→ PASSAGE PROVIDED:
_ _ _ _
Someday soon, oil refineries may trade in crude oil for agricultural waste like corn stalks or renewable plants like switchgrass in order to produce sustainable biofuels. But we’re not there quite yet; converting those products into usable chemicals on a large scale requires efficient catalytic reactions, which researchers are still hunting for. Recently, Conway Assistant Professor Reid Van Lehn and his colleagues in the Department of Chemical and Biological Engineering have found a way to speed up the process of finding suitable reaction conditions using machine learning, which may help the era of biofuels come a little bit sooner.
One of the ways to convert lignocellulosic biomass into usable fuels is via acid-catalyzed reactions, which usually take place in water. It’s often a slow process, but research has shown that the addition of certain organic cosolvents can increase reaction rates 100-fold or more.
Finding which cosolvents work best, however, is a matter of trial and error. Over the past decade, Van Lehn’s group and researchers at the University of Minnesota have used molecular dynamics simulations to try to understand how the cosolvents change the system and increase catalytic reaction rates, finding that the amount of water around the reactant is directly related to the rate of the catalytic reaction.
_ _ _ _
→ RECORD SET:
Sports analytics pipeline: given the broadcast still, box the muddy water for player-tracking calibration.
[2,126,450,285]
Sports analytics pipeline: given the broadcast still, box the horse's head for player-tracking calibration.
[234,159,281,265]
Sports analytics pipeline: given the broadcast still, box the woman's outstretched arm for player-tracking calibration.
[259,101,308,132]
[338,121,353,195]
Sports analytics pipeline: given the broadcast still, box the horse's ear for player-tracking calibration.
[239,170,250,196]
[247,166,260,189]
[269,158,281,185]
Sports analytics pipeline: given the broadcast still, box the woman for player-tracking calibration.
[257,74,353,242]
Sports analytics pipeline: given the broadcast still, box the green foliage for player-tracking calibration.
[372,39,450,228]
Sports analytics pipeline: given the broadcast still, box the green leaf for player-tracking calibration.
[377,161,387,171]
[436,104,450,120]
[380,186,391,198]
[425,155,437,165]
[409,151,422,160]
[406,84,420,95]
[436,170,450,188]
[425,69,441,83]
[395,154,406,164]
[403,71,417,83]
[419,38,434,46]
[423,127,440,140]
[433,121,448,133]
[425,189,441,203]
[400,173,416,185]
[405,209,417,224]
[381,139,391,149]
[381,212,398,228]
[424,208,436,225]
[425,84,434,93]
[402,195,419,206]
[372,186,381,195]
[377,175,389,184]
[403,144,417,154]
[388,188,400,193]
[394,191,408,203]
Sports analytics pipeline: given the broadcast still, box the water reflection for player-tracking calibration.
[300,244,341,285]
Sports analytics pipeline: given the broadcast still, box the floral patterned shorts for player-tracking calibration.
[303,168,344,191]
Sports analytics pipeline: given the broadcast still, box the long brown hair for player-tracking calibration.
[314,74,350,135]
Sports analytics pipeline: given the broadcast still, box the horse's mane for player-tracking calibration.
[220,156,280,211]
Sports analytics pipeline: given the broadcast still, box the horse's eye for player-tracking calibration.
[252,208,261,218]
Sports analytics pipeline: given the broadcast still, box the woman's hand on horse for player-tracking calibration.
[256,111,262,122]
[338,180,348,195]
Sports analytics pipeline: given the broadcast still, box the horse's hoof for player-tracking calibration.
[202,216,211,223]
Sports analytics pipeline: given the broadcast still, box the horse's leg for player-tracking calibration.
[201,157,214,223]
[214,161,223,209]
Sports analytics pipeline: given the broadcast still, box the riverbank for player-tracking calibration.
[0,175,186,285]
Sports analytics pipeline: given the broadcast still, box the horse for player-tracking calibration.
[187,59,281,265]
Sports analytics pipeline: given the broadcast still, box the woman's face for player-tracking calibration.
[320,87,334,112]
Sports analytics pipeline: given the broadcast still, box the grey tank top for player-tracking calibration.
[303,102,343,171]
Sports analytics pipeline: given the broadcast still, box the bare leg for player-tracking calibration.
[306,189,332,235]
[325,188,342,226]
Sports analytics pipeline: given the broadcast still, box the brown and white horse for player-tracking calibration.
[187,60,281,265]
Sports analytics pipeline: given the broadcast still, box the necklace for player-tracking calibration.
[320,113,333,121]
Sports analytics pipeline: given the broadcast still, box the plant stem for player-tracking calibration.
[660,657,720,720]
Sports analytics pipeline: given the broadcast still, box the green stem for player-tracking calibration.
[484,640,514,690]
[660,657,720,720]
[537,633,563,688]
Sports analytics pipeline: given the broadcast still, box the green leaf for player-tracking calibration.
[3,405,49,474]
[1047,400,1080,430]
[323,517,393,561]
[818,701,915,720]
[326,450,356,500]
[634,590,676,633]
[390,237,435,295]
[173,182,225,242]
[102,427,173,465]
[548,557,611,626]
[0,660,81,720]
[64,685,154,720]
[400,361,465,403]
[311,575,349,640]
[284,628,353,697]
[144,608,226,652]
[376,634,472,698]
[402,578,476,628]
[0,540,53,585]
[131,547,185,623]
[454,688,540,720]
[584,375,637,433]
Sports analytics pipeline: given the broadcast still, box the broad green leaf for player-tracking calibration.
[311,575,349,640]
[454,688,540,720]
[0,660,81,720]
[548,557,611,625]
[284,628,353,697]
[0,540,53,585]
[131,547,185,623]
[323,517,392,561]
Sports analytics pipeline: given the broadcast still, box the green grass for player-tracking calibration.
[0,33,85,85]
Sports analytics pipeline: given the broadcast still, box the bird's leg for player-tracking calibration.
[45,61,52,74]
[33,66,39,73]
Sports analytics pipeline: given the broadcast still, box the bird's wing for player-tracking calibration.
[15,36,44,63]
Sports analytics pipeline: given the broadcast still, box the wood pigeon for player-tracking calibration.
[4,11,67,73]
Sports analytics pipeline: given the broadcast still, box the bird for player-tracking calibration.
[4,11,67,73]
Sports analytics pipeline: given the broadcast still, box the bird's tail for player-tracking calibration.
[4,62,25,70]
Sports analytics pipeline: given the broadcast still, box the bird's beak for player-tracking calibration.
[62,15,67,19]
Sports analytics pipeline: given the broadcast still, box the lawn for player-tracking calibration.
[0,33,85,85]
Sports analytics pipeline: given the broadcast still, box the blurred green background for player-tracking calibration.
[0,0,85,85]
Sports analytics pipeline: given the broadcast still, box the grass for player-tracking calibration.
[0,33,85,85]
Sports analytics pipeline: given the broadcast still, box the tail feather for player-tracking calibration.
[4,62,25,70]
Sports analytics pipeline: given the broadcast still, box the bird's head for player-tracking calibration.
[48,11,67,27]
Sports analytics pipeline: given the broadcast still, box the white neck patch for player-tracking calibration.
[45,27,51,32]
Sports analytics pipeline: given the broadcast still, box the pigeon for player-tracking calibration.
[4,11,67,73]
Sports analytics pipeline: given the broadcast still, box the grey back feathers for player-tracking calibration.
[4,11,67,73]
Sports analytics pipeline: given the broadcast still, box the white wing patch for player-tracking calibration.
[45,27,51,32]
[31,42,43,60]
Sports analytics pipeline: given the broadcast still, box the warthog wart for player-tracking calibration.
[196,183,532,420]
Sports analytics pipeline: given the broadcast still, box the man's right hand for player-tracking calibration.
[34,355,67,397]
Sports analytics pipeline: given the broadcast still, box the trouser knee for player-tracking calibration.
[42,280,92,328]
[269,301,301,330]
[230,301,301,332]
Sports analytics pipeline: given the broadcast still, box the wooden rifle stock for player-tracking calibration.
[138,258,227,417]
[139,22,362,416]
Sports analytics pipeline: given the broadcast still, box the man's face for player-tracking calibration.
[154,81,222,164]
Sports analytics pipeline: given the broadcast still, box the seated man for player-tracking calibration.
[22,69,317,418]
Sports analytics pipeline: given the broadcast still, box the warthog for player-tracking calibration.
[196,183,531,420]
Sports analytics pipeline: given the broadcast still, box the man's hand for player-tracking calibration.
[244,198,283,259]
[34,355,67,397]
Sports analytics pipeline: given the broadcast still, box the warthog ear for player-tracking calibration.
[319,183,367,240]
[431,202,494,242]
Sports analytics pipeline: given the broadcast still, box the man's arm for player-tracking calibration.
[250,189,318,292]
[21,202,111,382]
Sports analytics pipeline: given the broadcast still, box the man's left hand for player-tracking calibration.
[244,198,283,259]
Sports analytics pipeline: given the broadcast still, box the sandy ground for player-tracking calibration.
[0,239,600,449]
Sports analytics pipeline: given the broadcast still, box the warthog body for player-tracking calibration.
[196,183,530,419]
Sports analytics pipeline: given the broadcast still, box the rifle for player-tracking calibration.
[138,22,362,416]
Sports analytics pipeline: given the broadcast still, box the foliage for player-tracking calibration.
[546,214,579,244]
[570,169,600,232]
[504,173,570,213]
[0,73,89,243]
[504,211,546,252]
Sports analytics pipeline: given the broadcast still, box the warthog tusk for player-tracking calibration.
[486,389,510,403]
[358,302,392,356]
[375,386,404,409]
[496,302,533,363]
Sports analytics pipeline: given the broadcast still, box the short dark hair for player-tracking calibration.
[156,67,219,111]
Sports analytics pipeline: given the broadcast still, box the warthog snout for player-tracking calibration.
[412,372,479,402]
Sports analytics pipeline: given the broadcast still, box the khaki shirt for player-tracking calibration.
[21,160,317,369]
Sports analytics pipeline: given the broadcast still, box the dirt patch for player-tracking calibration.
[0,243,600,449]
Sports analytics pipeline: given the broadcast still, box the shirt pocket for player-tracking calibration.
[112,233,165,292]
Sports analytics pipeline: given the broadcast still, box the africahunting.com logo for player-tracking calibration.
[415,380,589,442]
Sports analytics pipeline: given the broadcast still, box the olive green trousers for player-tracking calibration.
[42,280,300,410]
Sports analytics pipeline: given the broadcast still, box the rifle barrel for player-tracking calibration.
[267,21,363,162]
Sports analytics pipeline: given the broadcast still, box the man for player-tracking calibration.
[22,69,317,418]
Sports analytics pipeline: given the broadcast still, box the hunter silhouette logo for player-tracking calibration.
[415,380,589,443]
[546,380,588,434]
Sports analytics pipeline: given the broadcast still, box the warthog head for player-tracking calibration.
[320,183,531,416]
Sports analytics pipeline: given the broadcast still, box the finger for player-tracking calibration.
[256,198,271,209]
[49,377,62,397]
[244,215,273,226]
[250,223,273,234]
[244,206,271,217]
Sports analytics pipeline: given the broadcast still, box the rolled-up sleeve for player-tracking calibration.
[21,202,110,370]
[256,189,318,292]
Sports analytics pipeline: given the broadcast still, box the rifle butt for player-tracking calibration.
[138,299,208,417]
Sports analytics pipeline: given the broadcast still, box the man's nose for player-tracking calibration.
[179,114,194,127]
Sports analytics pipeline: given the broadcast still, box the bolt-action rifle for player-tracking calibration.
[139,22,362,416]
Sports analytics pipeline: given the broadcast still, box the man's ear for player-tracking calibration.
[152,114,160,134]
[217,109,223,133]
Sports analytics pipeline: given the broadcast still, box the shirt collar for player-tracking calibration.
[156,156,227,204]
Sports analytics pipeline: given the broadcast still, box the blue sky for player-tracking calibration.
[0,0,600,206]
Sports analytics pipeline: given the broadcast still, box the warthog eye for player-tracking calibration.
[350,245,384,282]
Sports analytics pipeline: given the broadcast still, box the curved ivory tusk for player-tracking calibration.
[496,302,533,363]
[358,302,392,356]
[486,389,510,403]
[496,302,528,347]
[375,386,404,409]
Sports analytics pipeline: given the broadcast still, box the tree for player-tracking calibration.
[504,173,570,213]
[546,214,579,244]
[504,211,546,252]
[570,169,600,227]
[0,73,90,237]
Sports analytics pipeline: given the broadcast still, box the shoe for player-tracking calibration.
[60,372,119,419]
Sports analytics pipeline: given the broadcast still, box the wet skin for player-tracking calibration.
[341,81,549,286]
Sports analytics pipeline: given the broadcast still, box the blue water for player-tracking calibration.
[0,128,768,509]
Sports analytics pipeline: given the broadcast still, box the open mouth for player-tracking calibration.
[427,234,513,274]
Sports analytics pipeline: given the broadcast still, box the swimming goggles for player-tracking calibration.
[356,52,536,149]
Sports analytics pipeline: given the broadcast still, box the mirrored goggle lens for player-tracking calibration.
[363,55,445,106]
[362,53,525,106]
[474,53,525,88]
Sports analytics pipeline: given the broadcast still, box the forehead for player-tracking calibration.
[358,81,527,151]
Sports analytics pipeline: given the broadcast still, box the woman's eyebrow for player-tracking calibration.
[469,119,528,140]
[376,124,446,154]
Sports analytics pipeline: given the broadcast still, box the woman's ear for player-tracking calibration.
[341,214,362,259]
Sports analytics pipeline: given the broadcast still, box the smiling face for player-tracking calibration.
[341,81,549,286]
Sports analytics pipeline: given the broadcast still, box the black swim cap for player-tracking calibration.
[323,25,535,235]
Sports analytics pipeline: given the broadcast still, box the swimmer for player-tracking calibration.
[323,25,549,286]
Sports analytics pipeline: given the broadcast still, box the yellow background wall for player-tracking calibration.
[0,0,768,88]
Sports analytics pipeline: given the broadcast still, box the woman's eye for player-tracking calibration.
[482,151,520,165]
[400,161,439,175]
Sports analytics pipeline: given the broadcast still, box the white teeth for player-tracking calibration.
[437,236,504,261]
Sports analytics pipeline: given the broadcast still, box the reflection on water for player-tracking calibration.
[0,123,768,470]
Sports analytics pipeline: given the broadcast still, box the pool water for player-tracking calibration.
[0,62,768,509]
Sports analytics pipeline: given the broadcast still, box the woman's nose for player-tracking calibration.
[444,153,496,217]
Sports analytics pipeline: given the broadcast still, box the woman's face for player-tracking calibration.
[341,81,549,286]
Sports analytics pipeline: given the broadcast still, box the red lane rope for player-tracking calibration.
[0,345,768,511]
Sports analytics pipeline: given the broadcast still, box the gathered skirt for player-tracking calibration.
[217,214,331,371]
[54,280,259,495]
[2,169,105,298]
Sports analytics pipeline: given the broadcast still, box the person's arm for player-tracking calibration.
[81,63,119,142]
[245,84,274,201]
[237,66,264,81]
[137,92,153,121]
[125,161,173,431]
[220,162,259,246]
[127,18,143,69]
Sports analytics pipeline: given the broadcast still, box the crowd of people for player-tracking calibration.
_ _ _ _
→ WHAT YOU WILL DO:
**a)** Rewrite the stretch of the biofuels article from "One of the ways" through "the catalytic reaction.", swapping "cosolvents" for "additives".
**b)** According to the biofuels article, by how much can adding certain organic cosolvents increase reaction rates?

→ SET OF ANSWERS:
**a)**
One of the ways to convert lignocellulosic biomass into usable fuels is via acid-catalyzed reactions, which usually take place in water. It’s often a slow process, but research has shown that the addition of certain organic additives can increase reaction rates 100-fold or more.
Finding which additives work best, however, is a matter of trial and error. Over the past decade, Van Lehn’s group and researchers at the University of Minnesota have used molecular dynamics simulations to try to understand how the additives change the system and increase catalytic reaction rates, finding that the amount of water around the reactant is directly related to the rate of the catalytic reaction.

**b)** By 100-fold or more.